Given text ▸
>> begin

The defeat of Hitler in May 1945 was greeted by Spain’s tightly controlled press with extravagant eulogies of Franco, the genius that bestowed the gift of peace upon Spain. According to the Falangist Arriba, the end of the war was ‘Franco’s Victory’. The monarchist ABC carried a front page picture of the Caudillo ‘chosen by the benevolence of God. When everything was obscure, he saw clearly... and sustained and defended Spain’s neutrality.’ For the next thirty years, Franco’s admirers hailed wartime neutrality as something achieved by dint of skilful and courageous deceit of Hitler. [End Page 1320]

There was no more fervent admirer of Franco than the Caudillo himself. Either directly in his speeches and his books and articles and in published interviews with journalists or through private audiences granted to his hagiographers, he worked tirelessly to create a lifestory that justified comparison with the great figures of Spanish history and legend. Among his most cherished myths were three – that he had won the Spanish Civil War by dint of military genius, that he had masterminded Spain’s economic boom of the 1960s and, above all, that neutrality in the Second World War was his brilliant achievement. In fact, there was no truth in any of them. Victory in 1939 was gained thanks to the unstinting aid of Hitler and Mussolini and the non-interventionist policies of Britain and France which deprived the democratic Republic of the weapons that it needed to defend itself. Economic boom came after Franco had relinquished day-to-day decision-making. Before 1957, his economic policies had been disastrous. During the Second World War, the self-styled ‘Caudillo of Peace’ had been desperate to enter the war on Hitler’s side and was thwarted only by Spain’s parlous economic situation and the Führer’s reluctance to take on another ally even more impecunious than Mussolini.

>> end

Data for processing ▸
>> begin

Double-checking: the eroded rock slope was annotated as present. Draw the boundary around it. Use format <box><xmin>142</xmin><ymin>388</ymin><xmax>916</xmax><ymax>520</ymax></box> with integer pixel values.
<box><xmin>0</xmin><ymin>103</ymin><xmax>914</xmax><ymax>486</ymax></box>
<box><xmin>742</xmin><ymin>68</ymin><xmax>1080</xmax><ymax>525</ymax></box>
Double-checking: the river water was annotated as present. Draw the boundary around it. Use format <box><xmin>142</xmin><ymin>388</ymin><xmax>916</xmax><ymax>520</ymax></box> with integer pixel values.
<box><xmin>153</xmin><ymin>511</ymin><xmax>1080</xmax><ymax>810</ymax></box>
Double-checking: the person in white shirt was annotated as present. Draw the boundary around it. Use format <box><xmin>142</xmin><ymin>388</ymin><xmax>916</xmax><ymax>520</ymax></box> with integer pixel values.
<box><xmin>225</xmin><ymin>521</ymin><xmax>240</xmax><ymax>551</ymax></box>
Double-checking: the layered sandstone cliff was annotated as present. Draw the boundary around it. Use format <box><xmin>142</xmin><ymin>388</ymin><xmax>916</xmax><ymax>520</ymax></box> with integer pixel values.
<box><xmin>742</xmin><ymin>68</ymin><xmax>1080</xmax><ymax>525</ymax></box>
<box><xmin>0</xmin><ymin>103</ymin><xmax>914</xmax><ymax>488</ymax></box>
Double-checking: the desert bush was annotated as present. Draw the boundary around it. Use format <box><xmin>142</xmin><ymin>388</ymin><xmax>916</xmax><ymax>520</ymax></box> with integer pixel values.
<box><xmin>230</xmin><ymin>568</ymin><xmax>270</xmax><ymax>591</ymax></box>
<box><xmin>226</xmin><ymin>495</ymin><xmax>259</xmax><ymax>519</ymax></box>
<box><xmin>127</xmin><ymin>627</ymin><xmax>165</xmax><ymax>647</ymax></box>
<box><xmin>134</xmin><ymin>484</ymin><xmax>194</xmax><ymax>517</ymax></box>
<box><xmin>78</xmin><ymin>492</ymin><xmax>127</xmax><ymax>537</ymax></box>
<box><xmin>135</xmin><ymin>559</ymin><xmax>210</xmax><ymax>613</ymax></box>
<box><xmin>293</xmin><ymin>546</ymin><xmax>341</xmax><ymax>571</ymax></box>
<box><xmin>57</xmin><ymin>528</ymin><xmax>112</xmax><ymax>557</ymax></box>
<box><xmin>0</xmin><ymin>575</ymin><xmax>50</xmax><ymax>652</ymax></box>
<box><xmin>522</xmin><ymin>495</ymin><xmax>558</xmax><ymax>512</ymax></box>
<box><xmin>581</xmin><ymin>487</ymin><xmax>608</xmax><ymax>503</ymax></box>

>> end

Problems and tasks ▸
A) Echo the entries word for word, starting at the line that contains "Double-checking: the person" and ending with the last line of the entries.
B) Proceed with the passage on Franco's self-made myths, writing on from the point where it stops.

Task responses ▸
A)
Double-checking: the person in white shirt was annotated as present. Draw the boundary around it. Use format <box><xmin>142</xmin><ymin>388</ymin><xmax>916</xmax><ymax>520</ymax></box> with integer pixel values.
<box><xmin>225</xmin><ymin>521</ymin><xmax>240</xmax><ymax>551</ymax></box>
Double-checking: the layered sandstone cliff was annotated as present. Draw the boundary around it. Use format <box><xmin>142</xmin><ymin>388</ymin><xmax>916</xmax><ymax>520</ymax></box> with integer pixel values.
<box><xmin>742</xmin><ymin>68</ymin><xmax>1080</xmax><ymax>525</ymax></box>
<box><xmin>0</xmin><ymin>103</ymin><xmax>914</xmax><ymax>488</ymax></box>
Double-checking: the desert bush was annotated as present. Draw the boundary around it. Use format <box><xmin>142</xmin><ymin>388</ymin><xmax>916</xmax><ymax>520</ymax></box> with integer pixel values.
<box><xmin>230</xmin><ymin>568</ymin><xmax>270</xmax><ymax>591</ymax></box>
<box><xmin>226</xmin><ymin>495</ymin><xmax>259</xmax><ymax>519</ymax></box>
<box><xmin>127</xmin><ymin>627</ymin><xmax>165</xmax><ymax>647</ymax></box>
<box><xmin>134</xmin><ymin>484</ymin><xmax>194</xmax><ymax>517</ymax></box>
<box><xmin>78</xmin><ymin>492</ymin><xmax>127</xmax><ymax>537</ymax></box>
<box><xmin>135</xmin><ymin>559</ymin><xmax>210</xmax><ymax>613</ymax></box>
<box><xmin>293</xmin><ymin>546</ymin><xmax>341</xmax><ymax>571</ymax></box>
<box><xmin>57</xmin><ymin>528</ymin><xmax>112</xmax><ymax>557</ymax></box>
<box><xmin>0</xmin><ymin>575</ymin><xmax>50</xmax><ymax>652</ymax></box>
<box><xmin>522</xmin><ymin>495</ymin><xmax>558</xmax><ymax>512</ymax></box>
<box><xmin>581</xmin><ymin>487</ymin><xmax>608</xmax><ymax>503</ymax></box>

B)
Historical writing in Spain, and also in Britain, since Franco’s death in 1975 has shattered these myths although all three still have their proponents, largely, it must be said, amongst diehard Francoists. German submarines were given refuelling facilities in north-western Spain and the Canary Islands. Luftwaffe reconnaissance planes were allowed to fly from Spanish bases. Crash-landed Allied aircraft were handed over to German technicians for inspection. Logistical support was given to German and Italian sabotage operations in Gibraltar. The area surrounding the Rock became a centre for German espionage. The Spanish media was virtually entirely in the behest of the press attaché in the German Embassy. In 1942, nine million pro-Axis leaflets were distributed in Spain while Allied propaganda was obstructed and people were arrested merely for for trying to enter the British and American embassies. On several occasions in the course of the war, Franco offered to fight at Hitler’s side. In Seville in February 1942, he declared: ‘if the road to Berlin were open, then it would not merely be one Division of Spanish volunteers but one million Spaniards who would be offered to help’. He was referring to the ‘volunteer’ Blue Division sent, after the German invasion of the Soviet Union in June 1941, to fight on the Eastern front. This is all well-documented. However, the idea of a hard-won neutrality lingers on and with it the notion that Franco was responsible for saving many Jews from extermination at the hands of the Nazis.

For readers with neither the time nor the linguistic skills necessary to read the substantial body of work produced in the last fifteen years, Stanley Payne’s synthesis is a useful exposition of Franco’s Axis flirtation. The book leans heavily on the work of Spanish historians, especially that of the recently deceased Javier Tusell. There is little here that is entirely original, which somewhat belies the wildly extravagant eulogies to Payne’s achievement printed on the back cover. Non-specialists will not be...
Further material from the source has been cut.